**What this task involves**
Answer these questions about the essay on religion at the Capitol riot:
1. What is Emma Green's role at The Atlantic?
2. Which shouted line drew the louder cheer from the crowd on the National Mall?
3. How many people died, according to the essay?

**Supplied text**
The name of God was everywhere during Wednesday’s insurrection against the American government. The mob carried signs and flag declaring jesus saves! and god, guns & guts made america, let’s keep all three. Some were participants in the Jericho March, a gathering of Christians to “pray, march, fast, and rally for election integrity.” After calling on God to “save the republic” during rallies at state capitols and in D.C. over the past two months, the marchers returned to Washington with flourish. On the National Mall, one man waved the flag of Israel above a sign begging passersby to say yes to jesus. “Shout if you love Jesus!” someone yelled, and the crowd cheered. “Shout if you love Trump!” The crowd cheered louder.
-Emma Green, “A Christian Insurrection,” The Atlantic, January 8, 2021
Emma Green, the politics and religion reporter for The Atlantic, published a story last week about the connections between religious imagery and the attempted coup d’etat at the US Capitol. She noted that throughout the crowd of infiltrators were religious signs, iconography, and clothing. Moreover, as the crowds swelled on the National Mall, on the ellipse, throughout the whole area of the District in which statues, memorials, a wall, and obelisk draw millions of tourists throughout most normal years, religious tracts were handed out, prayers said, and more crosses than could be counted dotted the whole area. At the same time, commingled with these traditional symbols of the Christian faith were anti-Semitic tropes, like the men wearing sweatshirts that proclaimed “Camp Auschwitz: Work Brings Freedom” and “6MWE” or “Six Million Wasn’t Enough” referring to Hitler’s attempted final solution for the Jews during the Shoah.
There has always been a connection between Christian Nationalism and the fringier movements on the right. Each week on various media platforms, a number of televangelists proclaim the need for this country to be a theocracy under the rule of their narrow interpretation of the Christian faith. With the ascension of Trumpism, this view has gained a foothold within the halls of Congress and the Oval Office. President Trump, not someone who could ever be mistaken for being particularly religious, enlisted a large number of the faithful, mostly from Evangelical traditions and Prosperity Gospel ministries, to speak for him to their followers and quickly, a movement in which America would be made “great again” was united with a religious fervor that saw and believed the United States had a special covenantal relationship with God. And it has become the face of Christianity for much of the nation. The atrocities at the Capitol Building left untold damage: countless injuries, members of both the legislative and executive branches of government shaken to their core, and six people dead. In the midst of all this carnage, the cross of Jesus played a staring role and absent a strong rebuke and rebuttal from the rest of us who claim to follow the savior, it will be assumed that this is what Christianity is.

**Entries shown**
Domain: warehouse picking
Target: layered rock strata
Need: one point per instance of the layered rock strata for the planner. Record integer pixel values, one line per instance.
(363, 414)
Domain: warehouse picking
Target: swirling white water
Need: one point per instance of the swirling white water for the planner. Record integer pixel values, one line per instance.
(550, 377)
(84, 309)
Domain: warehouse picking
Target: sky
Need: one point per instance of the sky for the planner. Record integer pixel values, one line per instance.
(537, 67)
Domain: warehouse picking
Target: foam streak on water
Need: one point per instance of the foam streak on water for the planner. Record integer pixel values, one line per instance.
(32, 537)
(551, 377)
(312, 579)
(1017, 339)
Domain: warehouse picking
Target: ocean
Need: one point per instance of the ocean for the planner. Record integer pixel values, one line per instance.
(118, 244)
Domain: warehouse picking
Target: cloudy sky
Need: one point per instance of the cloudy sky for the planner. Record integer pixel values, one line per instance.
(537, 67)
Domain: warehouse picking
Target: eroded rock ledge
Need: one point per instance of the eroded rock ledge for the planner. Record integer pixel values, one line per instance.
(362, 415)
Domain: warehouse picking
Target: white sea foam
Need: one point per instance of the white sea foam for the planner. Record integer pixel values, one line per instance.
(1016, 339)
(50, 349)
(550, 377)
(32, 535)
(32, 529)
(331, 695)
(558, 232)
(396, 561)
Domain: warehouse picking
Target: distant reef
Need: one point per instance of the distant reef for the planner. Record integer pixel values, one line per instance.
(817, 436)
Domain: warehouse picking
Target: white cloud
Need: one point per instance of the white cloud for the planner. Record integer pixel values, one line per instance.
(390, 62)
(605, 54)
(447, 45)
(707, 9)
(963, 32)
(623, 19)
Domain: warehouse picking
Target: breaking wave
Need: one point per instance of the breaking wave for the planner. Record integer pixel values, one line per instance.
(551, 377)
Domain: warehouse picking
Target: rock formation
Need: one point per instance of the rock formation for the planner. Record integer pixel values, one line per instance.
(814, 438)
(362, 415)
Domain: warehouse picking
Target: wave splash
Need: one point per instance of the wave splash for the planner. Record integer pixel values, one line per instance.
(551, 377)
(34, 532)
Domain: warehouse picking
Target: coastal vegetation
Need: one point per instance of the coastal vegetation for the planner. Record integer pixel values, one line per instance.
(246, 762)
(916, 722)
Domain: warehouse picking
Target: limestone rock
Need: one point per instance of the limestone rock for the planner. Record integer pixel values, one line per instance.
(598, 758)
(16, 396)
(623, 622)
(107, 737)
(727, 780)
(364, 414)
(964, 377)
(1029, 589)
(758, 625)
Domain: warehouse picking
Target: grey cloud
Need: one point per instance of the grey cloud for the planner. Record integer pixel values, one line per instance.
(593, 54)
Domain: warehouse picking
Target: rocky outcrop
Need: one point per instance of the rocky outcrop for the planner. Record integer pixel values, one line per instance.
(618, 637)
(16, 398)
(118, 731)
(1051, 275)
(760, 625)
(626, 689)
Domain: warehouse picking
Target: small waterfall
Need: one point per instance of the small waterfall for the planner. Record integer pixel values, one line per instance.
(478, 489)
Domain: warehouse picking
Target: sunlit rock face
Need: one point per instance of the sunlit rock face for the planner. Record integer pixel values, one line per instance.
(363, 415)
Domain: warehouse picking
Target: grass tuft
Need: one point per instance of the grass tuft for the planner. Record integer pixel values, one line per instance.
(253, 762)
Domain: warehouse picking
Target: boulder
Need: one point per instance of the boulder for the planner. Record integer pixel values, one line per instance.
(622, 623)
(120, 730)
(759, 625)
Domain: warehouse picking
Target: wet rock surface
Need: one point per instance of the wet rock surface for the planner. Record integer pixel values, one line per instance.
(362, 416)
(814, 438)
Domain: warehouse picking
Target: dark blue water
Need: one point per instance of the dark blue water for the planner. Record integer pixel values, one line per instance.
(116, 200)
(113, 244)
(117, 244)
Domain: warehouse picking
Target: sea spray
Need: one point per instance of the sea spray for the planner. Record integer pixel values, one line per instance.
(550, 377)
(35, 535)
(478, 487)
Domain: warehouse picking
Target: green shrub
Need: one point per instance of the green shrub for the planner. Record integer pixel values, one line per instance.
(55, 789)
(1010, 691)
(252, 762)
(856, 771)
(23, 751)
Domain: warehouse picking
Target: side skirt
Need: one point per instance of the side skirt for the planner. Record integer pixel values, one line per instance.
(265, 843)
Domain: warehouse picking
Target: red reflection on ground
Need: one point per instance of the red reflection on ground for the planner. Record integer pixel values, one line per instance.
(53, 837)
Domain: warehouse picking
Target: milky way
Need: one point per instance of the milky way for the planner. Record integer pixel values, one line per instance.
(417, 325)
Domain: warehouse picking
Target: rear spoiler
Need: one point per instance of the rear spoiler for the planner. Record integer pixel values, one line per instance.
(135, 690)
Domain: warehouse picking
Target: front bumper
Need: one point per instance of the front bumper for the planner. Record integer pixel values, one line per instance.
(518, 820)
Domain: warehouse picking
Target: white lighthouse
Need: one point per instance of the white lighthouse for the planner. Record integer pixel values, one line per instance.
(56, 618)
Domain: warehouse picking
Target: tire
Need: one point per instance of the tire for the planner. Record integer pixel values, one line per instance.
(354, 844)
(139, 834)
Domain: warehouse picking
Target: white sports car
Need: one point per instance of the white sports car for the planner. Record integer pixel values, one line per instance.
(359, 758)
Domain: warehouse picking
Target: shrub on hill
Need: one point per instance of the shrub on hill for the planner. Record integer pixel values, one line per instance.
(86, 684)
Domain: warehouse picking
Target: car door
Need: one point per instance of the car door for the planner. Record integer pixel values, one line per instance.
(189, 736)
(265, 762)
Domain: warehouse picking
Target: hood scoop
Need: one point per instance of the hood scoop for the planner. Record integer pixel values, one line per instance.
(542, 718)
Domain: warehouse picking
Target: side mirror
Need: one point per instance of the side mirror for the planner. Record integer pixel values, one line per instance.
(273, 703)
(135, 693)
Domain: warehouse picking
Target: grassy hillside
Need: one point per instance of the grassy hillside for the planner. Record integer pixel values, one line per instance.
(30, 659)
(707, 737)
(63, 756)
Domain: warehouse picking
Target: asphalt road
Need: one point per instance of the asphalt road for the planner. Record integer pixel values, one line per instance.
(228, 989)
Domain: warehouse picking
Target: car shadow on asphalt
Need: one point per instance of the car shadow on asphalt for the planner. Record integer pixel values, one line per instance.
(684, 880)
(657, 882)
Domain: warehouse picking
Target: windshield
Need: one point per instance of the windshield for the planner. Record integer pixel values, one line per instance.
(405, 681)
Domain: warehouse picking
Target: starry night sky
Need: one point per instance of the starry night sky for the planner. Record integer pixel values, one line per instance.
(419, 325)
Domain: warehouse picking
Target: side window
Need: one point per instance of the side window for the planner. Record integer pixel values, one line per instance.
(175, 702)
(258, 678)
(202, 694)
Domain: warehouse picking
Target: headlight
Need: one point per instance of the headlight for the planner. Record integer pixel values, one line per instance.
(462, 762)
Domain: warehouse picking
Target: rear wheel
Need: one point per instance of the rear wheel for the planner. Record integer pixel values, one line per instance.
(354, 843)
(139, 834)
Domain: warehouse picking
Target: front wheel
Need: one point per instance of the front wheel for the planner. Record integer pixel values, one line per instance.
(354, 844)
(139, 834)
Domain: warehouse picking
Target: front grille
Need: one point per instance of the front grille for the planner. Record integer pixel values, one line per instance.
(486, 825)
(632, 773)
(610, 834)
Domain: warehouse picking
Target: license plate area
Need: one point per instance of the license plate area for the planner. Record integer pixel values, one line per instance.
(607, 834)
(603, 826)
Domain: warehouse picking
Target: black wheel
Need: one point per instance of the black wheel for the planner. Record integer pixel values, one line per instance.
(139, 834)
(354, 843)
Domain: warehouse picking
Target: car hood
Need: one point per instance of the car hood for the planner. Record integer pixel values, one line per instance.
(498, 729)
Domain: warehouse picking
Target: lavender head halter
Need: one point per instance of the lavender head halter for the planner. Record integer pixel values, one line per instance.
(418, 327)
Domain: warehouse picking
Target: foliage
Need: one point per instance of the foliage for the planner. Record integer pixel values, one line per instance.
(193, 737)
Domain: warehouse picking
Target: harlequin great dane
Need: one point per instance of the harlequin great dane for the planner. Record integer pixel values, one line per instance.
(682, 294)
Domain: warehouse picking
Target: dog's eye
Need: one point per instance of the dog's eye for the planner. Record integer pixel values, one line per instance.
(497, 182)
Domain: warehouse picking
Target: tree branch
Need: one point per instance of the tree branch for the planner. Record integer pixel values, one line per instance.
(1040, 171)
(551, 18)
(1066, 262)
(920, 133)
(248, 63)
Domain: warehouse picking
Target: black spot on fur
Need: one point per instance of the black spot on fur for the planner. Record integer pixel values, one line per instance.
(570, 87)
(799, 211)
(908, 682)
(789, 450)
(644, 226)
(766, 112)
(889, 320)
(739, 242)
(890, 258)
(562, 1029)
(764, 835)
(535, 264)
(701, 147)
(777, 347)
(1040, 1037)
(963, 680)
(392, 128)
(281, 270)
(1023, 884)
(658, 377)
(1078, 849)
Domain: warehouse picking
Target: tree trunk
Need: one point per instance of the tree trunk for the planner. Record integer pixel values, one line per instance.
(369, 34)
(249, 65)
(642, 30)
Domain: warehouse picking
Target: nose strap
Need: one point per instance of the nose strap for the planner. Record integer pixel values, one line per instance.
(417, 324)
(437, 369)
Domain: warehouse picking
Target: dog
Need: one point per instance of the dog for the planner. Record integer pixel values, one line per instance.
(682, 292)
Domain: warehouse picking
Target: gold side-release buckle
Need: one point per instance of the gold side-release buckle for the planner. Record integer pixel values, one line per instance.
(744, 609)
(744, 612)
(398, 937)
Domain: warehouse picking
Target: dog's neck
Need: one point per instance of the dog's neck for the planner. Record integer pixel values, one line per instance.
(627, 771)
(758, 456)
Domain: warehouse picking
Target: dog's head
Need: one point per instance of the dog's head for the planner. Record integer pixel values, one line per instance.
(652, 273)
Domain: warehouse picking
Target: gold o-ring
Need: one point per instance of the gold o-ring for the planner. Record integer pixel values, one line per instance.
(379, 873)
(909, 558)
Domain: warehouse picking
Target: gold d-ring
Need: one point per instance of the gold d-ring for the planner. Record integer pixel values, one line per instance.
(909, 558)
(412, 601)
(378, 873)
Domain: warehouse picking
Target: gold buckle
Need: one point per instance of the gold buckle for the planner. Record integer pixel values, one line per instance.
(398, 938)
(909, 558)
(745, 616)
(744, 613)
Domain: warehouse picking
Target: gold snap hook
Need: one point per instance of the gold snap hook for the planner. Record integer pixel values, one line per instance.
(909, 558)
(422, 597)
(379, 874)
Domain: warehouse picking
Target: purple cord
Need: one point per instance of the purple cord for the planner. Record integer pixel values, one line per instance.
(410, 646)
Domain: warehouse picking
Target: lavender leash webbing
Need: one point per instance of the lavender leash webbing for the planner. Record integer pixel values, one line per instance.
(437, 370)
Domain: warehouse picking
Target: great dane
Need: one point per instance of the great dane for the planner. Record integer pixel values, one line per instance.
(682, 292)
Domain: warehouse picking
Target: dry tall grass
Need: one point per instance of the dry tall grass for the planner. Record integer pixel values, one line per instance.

**Answer to this problem**
1. She is the politics and religion reporter.
2. "Shout if you love Trump!"
3. Six people died.